Dataset entries

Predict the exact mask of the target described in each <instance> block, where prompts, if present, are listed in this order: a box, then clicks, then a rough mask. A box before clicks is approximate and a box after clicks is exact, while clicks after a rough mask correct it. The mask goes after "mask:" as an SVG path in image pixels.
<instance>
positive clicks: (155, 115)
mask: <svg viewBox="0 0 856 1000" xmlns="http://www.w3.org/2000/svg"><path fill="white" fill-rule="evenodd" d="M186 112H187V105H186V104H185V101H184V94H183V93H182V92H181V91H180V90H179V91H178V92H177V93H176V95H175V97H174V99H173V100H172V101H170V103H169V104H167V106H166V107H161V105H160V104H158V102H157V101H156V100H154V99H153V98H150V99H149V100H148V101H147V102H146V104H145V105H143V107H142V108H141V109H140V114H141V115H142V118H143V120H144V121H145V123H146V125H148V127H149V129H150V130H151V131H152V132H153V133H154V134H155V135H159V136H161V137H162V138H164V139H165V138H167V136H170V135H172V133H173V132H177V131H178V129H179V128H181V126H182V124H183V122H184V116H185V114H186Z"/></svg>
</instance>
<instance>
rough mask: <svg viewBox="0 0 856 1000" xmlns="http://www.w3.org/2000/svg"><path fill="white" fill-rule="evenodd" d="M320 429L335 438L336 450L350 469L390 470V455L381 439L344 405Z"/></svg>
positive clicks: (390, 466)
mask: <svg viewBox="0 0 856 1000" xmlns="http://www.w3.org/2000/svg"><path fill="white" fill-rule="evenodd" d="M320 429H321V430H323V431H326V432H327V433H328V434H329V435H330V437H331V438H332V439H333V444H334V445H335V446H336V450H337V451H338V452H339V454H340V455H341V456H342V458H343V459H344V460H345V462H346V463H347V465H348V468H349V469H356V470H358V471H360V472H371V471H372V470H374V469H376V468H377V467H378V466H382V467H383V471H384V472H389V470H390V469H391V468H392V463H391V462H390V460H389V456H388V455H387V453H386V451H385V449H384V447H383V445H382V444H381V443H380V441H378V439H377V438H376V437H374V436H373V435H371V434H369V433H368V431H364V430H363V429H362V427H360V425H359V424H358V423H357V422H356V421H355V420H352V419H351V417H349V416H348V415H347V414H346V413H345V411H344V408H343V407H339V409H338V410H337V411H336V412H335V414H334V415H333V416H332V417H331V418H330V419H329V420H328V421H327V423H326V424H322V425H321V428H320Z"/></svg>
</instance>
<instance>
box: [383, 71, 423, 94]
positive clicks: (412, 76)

→ Task brief: All entries must be given again exactly.

→ Answer for this exercise:
Predict the exact mask of the target described in each <instance> block, where prompts, if present, are listed in this order: a box, then clicks, then a rough mask. A box before clicks is approximate and a box after clicks is exact, while clicks after a rough mask correct it. The mask goes after "mask:" as an SVG path in image pixels.
<instance>
positive clicks: (155, 115)
mask: <svg viewBox="0 0 856 1000" xmlns="http://www.w3.org/2000/svg"><path fill="white" fill-rule="evenodd" d="M186 112H187V105H186V104H185V101H184V94H183V93H182V92H181V91H180V90H179V91H178V92H177V93H176V95H175V97H174V99H173V100H172V101H170V103H169V104H167V106H166V107H161V105H160V104H158V102H157V101H156V100H154V99H153V98H150V99H149V100H148V101H147V102H146V104H145V105H143V107H142V108H141V109H140V114H141V115H142V118H143V120H144V121H145V123H146V125H148V127H149V129H150V130H151V131H152V132H153V133H154V134H155V135H159V136H161V137H162V138H164V139H165V138H167V136H170V135H172V133H173V132H177V131H178V129H179V128H181V126H182V124H183V122H184V116H185V114H186Z"/></svg>
</instance>
<instance>
rough mask: <svg viewBox="0 0 856 1000" xmlns="http://www.w3.org/2000/svg"><path fill="white" fill-rule="evenodd" d="M320 429L335 438L336 450L350 469L390 470V455L381 439L344 405Z"/></svg>
positive clicks: (390, 466)
mask: <svg viewBox="0 0 856 1000" xmlns="http://www.w3.org/2000/svg"><path fill="white" fill-rule="evenodd" d="M320 429H321V430H323V431H326V432H327V433H328V434H329V435H330V437H331V438H332V439H333V444H334V445H335V446H336V450H337V451H338V452H339V454H340V455H341V456H342V458H343V459H344V460H345V462H346V463H347V465H348V468H349V469H356V470H358V471H360V472H371V471H372V470H374V469H376V468H377V467H378V466H382V467H383V471H384V472H389V470H390V469H391V468H392V463H391V462H390V460H389V456H388V455H387V453H386V451H385V449H384V447H383V445H382V444H381V443H380V441H378V439H377V438H376V437H374V436H373V435H371V434H369V433H368V431H364V430H363V429H362V427H360V425H359V424H358V423H357V422H356V421H355V420H352V419H351V417H349V416H348V415H347V414H346V413H345V411H344V408H343V407H339V409H338V410H337V411H336V412H335V414H334V415H333V416H332V417H331V418H330V419H329V420H328V421H327V423H326V424H322V425H321V428H320Z"/></svg>
</instance>
<instance>
box: [383, 71, 423, 94]
positive clicks: (412, 76)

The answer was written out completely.